* BEGIN Material provided *
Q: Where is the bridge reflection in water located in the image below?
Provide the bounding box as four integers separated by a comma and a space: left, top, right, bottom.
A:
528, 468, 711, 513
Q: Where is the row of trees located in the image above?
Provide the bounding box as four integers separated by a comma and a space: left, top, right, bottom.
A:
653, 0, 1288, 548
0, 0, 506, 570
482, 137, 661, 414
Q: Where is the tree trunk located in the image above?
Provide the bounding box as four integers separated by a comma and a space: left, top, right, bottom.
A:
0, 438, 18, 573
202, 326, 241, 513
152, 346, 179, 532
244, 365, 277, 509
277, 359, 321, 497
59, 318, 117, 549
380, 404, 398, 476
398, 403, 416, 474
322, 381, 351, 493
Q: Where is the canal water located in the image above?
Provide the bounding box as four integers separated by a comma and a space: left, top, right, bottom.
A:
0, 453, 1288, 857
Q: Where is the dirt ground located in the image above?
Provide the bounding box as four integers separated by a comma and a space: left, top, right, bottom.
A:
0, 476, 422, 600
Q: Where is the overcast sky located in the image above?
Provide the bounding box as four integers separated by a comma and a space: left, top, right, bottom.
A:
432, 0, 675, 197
* END Material provided *
Copy out all of the records above word for word, from the first line to the last.

Q: Where is the bridge reflection in water located in the image below?
Provide the bounding box as four integers separated by a comma and a space: left, top, right, bottom.
A:
528, 468, 711, 513
Q: Where is the row of trees located in the image above?
Provide the bounding box as four integers separated by a comma and a space: left, top, right, bottom.
A:
653, 0, 1288, 548
0, 0, 506, 570
482, 137, 661, 414
Q: Where is the tree trunk located in the image above?
Provide the bounding box as four integers separated by a comma and a space: left, top, right, bottom.
A:
0, 438, 18, 573
202, 326, 241, 513
152, 346, 179, 532
244, 365, 277, 509
277, 359, 321, 497
59, 318, 117, 549
380, 404, 398, 476
398, 403, 416, 474
322, 381, 351, 493
Q: Where is the canal water located in the image above?
Provide the bounding box as four integers separated by a comma and a space: left, top, right, bottom.
A:
0, 453, 1288, 857
Q: Where is the dirt ground located in the image above?
Provide the bounding box as four integers separated by a comma and a space: left, top, right, bottom.
A:
0, 476, 422, 600
Q: Where is the overcast sky located in the image above?
Provide the bounding box as four integers separated by a comma and a space: left, top, right, bottom.
A:
432, 0, 675, 197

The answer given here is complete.